/---
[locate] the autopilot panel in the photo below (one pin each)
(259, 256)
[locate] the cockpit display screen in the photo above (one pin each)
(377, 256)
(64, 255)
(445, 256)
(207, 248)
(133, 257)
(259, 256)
\---
REQUEST:
Retype the entire listing above line by line, without changing any character.

TASK RESPONSE:
[locate] the autopilot panel in the photo below (one pin each)
(259, 256)
[locate] the cockpit display screen in the photo above (one pin each)
(377, 256)
(64, 255)
(445, 256)
(207, 248)
(133, 257)
(259, 256)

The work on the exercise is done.